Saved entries
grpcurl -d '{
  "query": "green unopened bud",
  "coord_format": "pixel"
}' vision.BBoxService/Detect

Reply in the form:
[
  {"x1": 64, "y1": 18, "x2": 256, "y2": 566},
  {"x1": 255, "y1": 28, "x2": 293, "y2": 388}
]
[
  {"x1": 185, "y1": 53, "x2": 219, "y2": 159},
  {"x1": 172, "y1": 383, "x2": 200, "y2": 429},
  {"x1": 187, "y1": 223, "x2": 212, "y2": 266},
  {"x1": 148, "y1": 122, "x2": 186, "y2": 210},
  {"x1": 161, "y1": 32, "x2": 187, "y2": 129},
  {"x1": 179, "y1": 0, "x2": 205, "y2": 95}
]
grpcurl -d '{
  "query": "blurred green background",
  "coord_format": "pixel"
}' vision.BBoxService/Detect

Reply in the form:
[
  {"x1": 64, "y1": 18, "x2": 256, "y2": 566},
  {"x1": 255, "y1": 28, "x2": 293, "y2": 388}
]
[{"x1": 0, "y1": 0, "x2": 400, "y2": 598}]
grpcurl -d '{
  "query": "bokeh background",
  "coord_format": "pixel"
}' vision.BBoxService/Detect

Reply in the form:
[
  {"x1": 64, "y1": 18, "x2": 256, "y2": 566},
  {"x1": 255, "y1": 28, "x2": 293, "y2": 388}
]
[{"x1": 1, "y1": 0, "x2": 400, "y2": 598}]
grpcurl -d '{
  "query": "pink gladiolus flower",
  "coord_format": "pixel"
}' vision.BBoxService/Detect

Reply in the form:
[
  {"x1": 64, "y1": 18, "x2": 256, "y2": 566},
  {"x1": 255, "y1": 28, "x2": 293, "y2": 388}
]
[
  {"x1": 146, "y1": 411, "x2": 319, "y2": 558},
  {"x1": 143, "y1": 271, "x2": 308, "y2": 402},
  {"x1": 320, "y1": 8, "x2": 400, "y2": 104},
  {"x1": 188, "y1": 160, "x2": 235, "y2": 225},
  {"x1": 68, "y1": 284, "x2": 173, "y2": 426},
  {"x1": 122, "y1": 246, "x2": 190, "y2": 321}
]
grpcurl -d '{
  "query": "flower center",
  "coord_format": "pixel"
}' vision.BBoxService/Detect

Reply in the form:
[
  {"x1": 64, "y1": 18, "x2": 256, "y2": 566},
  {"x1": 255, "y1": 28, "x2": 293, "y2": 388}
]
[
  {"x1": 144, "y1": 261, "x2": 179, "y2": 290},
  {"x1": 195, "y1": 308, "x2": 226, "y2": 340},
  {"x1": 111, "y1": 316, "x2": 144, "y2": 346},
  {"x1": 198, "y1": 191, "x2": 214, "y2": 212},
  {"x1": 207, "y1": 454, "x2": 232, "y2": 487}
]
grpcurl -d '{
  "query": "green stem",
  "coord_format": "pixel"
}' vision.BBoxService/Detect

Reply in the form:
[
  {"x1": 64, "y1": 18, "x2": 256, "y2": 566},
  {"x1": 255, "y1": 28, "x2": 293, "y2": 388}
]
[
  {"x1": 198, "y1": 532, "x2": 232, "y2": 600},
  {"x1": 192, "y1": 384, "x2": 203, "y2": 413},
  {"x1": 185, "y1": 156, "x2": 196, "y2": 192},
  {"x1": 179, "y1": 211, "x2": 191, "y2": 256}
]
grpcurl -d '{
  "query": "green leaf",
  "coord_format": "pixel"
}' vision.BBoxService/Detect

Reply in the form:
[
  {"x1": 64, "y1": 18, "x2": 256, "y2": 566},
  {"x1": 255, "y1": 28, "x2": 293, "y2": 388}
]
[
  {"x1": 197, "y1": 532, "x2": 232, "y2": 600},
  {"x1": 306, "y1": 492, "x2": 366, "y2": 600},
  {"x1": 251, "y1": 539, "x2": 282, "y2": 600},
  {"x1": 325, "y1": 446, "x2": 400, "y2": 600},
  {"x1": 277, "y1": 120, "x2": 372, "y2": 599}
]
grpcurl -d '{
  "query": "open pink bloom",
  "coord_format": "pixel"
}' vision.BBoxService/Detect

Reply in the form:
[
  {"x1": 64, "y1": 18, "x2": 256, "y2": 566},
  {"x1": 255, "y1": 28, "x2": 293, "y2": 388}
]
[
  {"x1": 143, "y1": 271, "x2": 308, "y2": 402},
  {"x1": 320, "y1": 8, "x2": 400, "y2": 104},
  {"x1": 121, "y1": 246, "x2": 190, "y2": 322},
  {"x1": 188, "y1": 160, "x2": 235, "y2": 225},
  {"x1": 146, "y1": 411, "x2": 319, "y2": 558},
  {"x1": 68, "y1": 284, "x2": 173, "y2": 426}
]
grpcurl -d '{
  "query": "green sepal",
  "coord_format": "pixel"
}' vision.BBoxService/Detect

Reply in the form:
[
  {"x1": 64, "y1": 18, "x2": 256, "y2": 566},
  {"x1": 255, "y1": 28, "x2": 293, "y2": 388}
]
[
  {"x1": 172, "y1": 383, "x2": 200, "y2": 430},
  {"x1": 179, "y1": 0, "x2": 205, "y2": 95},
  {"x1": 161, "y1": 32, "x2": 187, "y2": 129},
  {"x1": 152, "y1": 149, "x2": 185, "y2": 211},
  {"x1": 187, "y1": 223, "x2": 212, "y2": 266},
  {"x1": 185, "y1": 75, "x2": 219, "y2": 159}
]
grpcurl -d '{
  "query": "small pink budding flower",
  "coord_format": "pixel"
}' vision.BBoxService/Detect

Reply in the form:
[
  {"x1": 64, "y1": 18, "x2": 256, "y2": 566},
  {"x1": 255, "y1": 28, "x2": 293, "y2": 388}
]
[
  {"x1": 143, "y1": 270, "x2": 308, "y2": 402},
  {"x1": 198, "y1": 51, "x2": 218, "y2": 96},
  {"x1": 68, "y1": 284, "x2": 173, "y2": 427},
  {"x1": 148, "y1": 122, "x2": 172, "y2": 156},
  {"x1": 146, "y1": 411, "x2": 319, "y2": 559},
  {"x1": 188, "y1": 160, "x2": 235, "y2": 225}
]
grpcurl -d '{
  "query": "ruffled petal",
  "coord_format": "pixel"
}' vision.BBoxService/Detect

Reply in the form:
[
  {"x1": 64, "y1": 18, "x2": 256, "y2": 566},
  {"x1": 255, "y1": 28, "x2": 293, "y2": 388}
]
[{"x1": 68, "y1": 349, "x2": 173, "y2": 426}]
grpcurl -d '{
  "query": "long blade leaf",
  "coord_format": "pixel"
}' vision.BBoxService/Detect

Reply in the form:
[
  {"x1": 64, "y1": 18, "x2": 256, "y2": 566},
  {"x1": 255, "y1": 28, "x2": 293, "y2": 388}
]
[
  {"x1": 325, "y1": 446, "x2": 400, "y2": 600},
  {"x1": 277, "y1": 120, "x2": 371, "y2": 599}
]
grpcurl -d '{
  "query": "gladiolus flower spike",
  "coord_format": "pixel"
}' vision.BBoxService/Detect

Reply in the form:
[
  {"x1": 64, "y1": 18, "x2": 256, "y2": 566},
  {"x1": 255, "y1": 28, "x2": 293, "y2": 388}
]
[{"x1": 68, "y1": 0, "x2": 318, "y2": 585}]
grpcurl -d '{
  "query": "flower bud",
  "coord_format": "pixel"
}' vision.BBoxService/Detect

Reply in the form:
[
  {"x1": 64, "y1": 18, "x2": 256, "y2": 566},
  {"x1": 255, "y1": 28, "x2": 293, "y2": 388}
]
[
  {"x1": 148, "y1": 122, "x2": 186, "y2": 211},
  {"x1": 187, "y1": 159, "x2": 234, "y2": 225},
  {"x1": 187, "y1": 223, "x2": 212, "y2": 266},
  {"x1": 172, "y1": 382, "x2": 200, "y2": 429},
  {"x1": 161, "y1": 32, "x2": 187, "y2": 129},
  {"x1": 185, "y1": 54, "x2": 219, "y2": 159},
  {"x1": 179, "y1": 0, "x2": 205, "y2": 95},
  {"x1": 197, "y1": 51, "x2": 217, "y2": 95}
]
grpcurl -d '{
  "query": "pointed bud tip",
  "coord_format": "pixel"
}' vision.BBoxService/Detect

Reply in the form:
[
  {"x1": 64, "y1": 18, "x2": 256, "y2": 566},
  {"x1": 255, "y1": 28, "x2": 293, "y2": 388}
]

#### [TASK STATEMENT]
In how many lines of the entries does "green" appear? Reply with only the number.

#### [ANSWER FOR THIS EXERCISE]
5